Provided data>
══════════════════════════════

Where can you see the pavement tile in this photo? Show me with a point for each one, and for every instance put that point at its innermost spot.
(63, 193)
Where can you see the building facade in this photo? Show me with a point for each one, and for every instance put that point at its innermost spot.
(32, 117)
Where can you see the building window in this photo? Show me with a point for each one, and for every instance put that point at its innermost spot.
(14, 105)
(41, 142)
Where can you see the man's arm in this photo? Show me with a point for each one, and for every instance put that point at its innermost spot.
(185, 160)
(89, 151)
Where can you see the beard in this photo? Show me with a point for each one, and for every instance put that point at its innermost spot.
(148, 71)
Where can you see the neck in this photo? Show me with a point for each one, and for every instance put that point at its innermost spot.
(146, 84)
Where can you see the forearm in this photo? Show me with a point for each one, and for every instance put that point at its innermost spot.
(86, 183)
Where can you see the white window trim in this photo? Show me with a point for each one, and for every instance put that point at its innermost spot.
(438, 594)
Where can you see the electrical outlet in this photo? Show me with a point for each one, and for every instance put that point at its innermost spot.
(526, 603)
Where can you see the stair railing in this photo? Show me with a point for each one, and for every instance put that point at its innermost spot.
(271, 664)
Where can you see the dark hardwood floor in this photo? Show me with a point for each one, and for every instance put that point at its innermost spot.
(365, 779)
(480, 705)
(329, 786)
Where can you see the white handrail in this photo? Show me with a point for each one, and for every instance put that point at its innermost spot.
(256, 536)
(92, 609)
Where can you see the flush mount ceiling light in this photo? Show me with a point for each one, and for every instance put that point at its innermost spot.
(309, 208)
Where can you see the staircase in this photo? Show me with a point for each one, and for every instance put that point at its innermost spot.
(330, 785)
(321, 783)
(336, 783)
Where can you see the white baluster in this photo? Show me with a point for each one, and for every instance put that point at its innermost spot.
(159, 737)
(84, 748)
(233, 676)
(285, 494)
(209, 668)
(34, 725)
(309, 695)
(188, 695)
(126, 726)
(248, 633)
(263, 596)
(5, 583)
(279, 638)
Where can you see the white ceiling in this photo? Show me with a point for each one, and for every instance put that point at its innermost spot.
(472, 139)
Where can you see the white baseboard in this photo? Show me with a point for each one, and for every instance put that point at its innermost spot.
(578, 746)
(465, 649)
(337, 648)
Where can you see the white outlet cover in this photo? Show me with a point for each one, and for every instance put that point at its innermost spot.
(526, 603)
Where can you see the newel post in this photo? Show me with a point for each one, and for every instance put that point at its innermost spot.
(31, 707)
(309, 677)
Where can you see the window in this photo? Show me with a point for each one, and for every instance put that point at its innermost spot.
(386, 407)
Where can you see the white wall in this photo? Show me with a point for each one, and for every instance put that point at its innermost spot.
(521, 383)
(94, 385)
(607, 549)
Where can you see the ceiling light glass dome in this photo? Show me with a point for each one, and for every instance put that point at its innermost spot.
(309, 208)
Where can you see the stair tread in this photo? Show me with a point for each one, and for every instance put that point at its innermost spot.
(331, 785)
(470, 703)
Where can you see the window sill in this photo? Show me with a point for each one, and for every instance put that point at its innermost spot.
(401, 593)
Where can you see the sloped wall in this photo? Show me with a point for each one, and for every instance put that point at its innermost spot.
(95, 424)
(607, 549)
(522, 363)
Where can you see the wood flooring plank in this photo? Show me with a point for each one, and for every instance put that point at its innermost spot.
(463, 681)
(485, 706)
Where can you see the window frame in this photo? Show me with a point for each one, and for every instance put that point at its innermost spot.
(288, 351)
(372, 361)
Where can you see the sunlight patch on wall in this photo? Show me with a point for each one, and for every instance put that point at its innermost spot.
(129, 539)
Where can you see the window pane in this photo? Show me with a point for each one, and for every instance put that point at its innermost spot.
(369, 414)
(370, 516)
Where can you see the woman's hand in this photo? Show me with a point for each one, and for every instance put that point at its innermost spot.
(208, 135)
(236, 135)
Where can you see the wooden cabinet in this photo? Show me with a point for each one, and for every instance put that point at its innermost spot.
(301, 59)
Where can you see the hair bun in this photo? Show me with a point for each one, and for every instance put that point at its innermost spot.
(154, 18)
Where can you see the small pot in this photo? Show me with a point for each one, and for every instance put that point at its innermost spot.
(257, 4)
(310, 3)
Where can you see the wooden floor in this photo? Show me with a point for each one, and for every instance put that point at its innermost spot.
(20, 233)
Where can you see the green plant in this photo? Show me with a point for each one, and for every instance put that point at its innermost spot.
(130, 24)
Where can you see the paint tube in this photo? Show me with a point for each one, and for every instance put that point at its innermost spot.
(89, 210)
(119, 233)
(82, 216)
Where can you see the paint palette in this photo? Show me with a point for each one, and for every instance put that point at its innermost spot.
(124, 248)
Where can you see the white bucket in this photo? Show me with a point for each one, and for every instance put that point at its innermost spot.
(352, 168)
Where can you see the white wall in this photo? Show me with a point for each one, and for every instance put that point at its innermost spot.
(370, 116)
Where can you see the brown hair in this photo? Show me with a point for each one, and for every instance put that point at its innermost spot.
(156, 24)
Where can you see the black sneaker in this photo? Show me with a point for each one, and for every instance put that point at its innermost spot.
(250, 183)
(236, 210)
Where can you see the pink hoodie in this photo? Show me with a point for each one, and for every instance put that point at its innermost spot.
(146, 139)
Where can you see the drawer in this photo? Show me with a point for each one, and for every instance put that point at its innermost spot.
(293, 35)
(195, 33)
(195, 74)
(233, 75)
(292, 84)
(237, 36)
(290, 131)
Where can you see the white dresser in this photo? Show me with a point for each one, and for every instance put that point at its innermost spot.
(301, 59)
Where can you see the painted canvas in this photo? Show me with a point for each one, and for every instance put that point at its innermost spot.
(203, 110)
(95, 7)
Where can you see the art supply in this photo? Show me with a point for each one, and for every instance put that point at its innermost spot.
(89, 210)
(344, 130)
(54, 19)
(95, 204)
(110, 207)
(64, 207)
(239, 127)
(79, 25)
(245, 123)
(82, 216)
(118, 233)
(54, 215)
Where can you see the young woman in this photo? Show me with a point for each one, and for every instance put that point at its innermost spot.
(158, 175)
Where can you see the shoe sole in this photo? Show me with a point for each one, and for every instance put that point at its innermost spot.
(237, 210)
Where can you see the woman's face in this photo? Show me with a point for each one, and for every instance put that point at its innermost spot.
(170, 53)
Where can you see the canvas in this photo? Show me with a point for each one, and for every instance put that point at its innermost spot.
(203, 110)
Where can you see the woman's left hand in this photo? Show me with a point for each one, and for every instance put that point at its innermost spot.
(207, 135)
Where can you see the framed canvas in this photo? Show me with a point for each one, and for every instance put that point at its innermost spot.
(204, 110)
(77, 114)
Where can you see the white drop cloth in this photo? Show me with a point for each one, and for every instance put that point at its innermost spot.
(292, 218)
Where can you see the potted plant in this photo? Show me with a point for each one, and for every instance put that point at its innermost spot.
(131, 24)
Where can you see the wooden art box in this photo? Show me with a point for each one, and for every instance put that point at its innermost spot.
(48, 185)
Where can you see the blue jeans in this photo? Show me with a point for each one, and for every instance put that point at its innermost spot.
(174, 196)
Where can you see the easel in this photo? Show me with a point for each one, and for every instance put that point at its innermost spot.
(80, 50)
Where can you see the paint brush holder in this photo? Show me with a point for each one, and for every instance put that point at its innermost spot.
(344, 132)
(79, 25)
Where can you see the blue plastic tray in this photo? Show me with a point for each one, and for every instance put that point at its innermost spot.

══════════════════════════════

Exercise instructions> Present the part of the entries above that runs from the line containing "Where can you see the potted" through the end of the entries as a Markdown table with the columns Row and Entry line, leaving out blank lines.

Answer to the task>
| Row | Entry line |
|---|---|
| 1 | Where can you see the potted plant in this photo? Show me with a point for each one, and for every instance put that point at its innermost spot. |
| 2 | (131, 24) |
| 3 | Where can you see the wooden art box in this photo? Show me with a point for each one, and for every instance put that point at its innermost spot. |
| 4 | (48, 185) |
| 5 | Where can you see the blue jeans in this photo? Show me with a point for each one, and for every instance put that point at its innermost spot. |
| 6 | (174, 196) |
| 7 | Where can you see the easel in this photo? Show me with a point for each one, and for every instance put that point at its innermost spot. |
| 8 | (80, 50) |
| 9 | Where can you see the paint brush holder in this photo? Show me with a point for each one, and for every instance put that point at its innermost spot. |
| 10 | (344, 132) |
| 11 | (79, 25) |
| 12 | Where can you see the blue plastic tray in this photo? Show me with a point for each one, and for every instance put that point at its innermost spot. |